Исходный текст
::::::

Крестьяне ждали его. Он летал исключительно по выходным дням и только в хорошую погоду. Живущие возле горы знали это. Еще они знали, что их президент после полета любит съесть пиалу алтайского бараньего супа кече, сваренного на костре. И сотни крестьян-скотоводов с утра смотрели из-под ладоней на небо – будет ли оно ясным? А если было – кололи дрова, разводили огонь, подвешивали над костром казан с чистой горной водой, шли в овчарню, выбирали самого красивого и молодого барашка, резали, свежевали и варили кече. И ждали своего президента. Из-за неизменного черного комбинезона и таких же крыльев его прозвали Черным Аистом. Черный Аист прилетал с Белой горы, становясь гостем на час в любой семье, принося счастье» («Теллурия»).

И в этот малоизведанный идилличный край занесла вездесущая лира автора «Падёжа» и прочих кошмаров; подморгнул, так сказать, некоему любителю полетать. В самом эпизоде никакого насилия нет, одна любовь, но легко можно себе представить, что понадобилось сделать французскому авантюристу 22 года назад, чтобы стать «Президентом» на Алтае.

Груз прошлого – несколько неуклюжее название (не нашел другого) того эффекта, что прошлое так или иначе предопределяет поступки человека в данное время, оно неискоренимо и подавляет возможности его развития. Такой эффект в сильной степени был виден для меня в семи вещах, хотя так или иначе он присутствует почти везде. Эта тема представляется мне очень важной, и даже одной из ключевых. Как видим, Груз связан на высоком уровне (60-70%) почти со всеми характеристиками табл. 2, в том числе и с Будущим (то есть тянуть за ноги будет и дальше). Прошлое может быть «физическим» (в «Моноклоне» один очень старый человек убивает другого такого же за какие-то неразъясненные давние лагерные дела), но куда важнее, когда оно сидит в человеке как его неотъемлемая сущность. Вся дилогия («День опричника» и «Сахарный Кремль») – мощное и печальное «напоминание о будущем», которое есть по сути возврат в генетическое прошлое. «Метель» буквально воспроизводит вечную матрицу русской жизни: порыв (искренний) что-то сделать «для народа» (причина поездки доктора Платона Ильича); простой, хороший, жалостливый Перхуша со своим маленькими лошадками; русская безнадежная метель; русская неопределенность места и времени (будущее подано как 19-й век с хайтек-инновациями 22-го ); русская (она же почти кафкианская) недостижимость цели; жертвенность и смерть Перхуши-народа; и, наконец, настоящее будущее – спасение в форме огромного трехэтажного Китайского (табл. 1) коня. Вот эта последняя деталь – не из прошлого. Но и она – не намек ли на архетипический образ спасения извне, не изнутри?

::::::

Сохранённые строки коллекции
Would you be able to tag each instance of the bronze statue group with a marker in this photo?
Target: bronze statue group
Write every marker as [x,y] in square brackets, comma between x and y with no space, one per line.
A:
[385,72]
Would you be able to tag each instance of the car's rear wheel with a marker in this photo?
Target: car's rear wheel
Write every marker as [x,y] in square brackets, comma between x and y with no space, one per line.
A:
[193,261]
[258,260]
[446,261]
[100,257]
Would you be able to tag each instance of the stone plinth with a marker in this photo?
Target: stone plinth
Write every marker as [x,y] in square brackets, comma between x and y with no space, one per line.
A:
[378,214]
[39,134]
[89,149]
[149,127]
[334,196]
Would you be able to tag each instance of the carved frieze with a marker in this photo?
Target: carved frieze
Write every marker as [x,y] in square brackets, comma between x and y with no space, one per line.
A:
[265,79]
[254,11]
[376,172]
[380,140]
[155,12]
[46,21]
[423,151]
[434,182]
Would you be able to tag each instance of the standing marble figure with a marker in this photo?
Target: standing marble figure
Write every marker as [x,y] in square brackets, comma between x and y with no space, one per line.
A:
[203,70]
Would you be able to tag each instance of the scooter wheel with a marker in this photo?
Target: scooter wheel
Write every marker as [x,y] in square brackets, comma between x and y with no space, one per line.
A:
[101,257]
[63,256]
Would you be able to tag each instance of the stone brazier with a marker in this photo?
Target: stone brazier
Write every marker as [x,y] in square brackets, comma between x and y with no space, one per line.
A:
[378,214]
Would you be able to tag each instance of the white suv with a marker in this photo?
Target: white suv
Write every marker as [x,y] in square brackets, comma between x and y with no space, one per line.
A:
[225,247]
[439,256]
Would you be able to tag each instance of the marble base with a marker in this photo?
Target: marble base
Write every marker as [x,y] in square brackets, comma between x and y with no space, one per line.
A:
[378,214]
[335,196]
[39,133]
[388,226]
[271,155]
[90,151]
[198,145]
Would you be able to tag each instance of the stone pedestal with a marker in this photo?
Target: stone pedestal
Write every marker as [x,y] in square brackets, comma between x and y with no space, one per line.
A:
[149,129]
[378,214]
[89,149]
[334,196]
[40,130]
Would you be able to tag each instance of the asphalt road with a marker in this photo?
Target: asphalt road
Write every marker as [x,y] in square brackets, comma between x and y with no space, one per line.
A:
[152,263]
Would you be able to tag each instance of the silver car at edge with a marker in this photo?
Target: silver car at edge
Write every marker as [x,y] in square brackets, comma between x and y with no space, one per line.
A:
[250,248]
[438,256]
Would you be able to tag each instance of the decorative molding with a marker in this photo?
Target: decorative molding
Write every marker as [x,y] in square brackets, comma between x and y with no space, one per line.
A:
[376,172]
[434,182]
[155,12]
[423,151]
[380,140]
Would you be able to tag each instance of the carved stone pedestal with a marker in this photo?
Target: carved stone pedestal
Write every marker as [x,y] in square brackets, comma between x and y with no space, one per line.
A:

::::::

Задания
1. Почему, согласно отрывку, президента прозвали Черным Аистом?
2. Перечислите все произведения, которые названы в отрывке.
3. Определите, соответствует ли отрывку каждое утверждение:
(a) Черный Аист летал только по выходным и в хорошую погоду.
(b) В эпизоде с Черным Аистом есть насилие.
(c) Эффект груза прошлого автор в сильной степени увидел в десяти вещах.
Подтвердите каждый ответ точной цитатой.
Строки для этой работы не понадобятся.

Ответы
1. Из-за неизменного черного комбинезона и таких же крыльев.

2. «Теллурия», «Падёж», «Моноклон», «День опричника», «Сахарный Кремль», «Метель».

3.
(a) Да: «Он летал исключительно по выходным дням и только в хорошую погоду».
(b) Нет: «В самом эпизоде никакого насилия нет, одна любовь».
(c) Нет: «Такой эффект в сильной степени был виден для меня в семи вещах».